:: SUPPLIED MATERIAL
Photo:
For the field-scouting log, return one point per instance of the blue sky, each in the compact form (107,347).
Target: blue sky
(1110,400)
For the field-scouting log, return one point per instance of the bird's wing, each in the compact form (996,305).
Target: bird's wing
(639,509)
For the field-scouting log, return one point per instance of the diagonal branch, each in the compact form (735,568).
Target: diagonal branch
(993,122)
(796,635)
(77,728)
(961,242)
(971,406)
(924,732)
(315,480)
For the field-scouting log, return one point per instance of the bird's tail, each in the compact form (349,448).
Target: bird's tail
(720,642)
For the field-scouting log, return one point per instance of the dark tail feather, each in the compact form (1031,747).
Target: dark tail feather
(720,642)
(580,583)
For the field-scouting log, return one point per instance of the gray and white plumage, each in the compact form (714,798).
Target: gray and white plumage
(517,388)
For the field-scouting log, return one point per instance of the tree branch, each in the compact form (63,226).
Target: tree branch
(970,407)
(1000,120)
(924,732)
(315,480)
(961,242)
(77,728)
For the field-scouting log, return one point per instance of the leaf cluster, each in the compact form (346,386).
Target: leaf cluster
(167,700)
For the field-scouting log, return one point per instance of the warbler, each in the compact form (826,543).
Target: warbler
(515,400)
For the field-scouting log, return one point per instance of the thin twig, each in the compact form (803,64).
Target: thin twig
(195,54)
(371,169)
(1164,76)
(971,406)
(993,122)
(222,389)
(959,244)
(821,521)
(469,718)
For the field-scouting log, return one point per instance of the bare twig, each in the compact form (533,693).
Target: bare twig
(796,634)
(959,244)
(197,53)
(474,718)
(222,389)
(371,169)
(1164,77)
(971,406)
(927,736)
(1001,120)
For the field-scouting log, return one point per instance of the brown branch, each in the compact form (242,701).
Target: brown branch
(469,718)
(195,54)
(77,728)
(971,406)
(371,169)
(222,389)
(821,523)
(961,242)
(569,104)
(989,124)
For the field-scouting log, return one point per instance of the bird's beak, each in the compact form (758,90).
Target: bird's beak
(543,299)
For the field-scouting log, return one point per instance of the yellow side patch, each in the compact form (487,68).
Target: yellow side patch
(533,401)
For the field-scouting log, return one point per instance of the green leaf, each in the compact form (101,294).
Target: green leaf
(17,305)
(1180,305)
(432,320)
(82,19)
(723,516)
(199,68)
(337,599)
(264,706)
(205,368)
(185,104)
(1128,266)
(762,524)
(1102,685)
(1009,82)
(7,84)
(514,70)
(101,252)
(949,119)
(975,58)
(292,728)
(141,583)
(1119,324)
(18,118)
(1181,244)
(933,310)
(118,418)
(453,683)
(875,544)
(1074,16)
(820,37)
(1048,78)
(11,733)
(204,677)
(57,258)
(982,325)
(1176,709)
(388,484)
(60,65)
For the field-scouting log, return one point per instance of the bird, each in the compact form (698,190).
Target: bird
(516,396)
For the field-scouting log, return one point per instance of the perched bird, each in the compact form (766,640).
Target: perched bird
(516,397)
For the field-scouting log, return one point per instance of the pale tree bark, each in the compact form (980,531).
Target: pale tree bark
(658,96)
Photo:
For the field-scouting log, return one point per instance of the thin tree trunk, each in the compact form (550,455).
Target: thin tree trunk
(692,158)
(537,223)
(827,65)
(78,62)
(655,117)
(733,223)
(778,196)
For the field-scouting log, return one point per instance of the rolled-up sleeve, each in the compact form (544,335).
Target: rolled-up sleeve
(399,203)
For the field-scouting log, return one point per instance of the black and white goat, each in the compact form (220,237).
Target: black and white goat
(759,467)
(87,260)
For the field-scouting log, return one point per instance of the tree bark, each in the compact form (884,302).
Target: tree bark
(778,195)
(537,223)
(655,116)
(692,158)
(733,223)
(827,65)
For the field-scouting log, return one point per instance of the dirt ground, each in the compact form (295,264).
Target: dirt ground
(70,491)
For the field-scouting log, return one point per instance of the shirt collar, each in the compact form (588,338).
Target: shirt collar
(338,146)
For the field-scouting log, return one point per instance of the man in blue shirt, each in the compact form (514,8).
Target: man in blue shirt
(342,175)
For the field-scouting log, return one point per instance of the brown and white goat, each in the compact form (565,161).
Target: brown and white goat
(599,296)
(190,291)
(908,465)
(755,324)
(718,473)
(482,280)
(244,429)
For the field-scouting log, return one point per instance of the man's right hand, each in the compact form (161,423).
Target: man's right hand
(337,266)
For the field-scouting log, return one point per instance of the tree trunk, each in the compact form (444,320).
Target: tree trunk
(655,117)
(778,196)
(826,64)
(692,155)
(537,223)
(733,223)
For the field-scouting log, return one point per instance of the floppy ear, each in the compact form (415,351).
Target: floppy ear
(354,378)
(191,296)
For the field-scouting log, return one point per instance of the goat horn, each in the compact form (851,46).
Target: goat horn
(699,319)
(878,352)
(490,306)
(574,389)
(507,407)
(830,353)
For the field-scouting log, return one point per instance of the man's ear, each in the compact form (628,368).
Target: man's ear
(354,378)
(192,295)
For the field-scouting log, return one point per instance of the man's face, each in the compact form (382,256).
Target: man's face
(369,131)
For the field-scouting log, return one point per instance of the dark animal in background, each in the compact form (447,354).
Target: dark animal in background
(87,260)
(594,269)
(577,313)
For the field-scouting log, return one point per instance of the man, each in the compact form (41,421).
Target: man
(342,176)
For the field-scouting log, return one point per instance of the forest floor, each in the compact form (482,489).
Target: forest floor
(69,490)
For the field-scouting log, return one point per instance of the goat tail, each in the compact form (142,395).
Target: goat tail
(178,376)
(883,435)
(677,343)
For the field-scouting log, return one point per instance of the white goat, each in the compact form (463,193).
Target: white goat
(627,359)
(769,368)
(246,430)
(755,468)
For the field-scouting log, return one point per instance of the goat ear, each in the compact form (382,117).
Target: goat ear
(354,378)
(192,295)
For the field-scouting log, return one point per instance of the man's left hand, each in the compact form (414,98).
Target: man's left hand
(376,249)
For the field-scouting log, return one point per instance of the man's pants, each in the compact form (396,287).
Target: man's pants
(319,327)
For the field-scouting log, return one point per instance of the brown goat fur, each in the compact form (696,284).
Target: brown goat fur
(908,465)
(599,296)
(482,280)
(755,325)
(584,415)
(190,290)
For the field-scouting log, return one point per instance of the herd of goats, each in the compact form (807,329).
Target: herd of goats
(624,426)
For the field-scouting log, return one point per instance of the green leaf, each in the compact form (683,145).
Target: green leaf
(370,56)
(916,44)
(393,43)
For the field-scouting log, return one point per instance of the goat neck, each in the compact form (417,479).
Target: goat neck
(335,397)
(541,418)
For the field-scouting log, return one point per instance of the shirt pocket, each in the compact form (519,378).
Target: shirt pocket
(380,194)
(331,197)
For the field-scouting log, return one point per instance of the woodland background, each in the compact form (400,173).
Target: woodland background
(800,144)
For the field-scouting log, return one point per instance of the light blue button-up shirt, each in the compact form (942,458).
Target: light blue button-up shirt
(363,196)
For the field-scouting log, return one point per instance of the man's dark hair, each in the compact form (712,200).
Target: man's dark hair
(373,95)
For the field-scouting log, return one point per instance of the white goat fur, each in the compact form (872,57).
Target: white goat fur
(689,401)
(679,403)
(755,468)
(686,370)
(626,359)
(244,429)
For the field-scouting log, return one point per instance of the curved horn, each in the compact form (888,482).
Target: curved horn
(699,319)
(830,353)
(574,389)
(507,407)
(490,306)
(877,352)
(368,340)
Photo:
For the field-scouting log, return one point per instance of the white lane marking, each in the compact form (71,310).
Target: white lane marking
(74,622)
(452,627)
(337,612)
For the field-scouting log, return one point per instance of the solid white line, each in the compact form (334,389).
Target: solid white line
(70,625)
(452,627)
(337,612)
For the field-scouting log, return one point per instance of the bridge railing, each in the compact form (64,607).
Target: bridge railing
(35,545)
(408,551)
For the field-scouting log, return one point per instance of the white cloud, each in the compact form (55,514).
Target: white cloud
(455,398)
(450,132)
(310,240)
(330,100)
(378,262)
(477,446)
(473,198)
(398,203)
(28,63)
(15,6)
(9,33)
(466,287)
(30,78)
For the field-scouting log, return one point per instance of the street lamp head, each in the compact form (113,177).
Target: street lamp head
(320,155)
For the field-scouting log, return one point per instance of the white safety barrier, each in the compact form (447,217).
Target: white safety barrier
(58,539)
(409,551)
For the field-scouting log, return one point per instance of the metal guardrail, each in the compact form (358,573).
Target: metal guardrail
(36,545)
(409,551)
::::
Return the lines of the listing word for word, starting at the line that contains "compact form (358,573)." and ending at the final line of the listing.

**RESPONSE TO THIS TASK**
For the field-scouting log, return one point per instance of the metal guardrail, each in the compact form (358,573).
Target: metal guardrail
(36,545)
(409,551)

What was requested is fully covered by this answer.